[Recorded information]

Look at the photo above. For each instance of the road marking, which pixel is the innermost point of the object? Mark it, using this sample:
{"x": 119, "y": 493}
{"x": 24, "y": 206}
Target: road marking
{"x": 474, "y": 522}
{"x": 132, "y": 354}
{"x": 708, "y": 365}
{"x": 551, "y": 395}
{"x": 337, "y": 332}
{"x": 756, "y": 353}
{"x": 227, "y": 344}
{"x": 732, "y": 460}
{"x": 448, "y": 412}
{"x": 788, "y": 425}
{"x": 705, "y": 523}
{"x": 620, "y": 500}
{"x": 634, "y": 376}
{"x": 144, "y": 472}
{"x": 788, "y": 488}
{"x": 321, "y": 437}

[/Recorded information]

What you have to do →
Give the data again, exactly.

Answer to this task →
Look at the photo above. For each instance of the road marking, which pixel is the innermost point of the object? Mark it, using this sample:
{"x": 119, "y": 493}
{"x": 24, "y": 206}
Target: road marking
{"x": 474, "y": 522}
{"x": 132, "y": 354}
{"x": 708, "y": 365}
{"x": 551, "y": 395}
{"x": 337, "y": 332}
{"x": 756, "y": 353}
{"x": 227, "y": 344}
{"x": 732, "y": 460}
{"x": 448, "y": 412}
{"x": 788, "y": 425}
{"x": 705, "y": 523}
{"x": 620, "y": 500}
{"x": 634, "y": 376}
{"x": 144, "y": 472}
{"x": 788, "y": 488}
{"x": 321, "y": 437}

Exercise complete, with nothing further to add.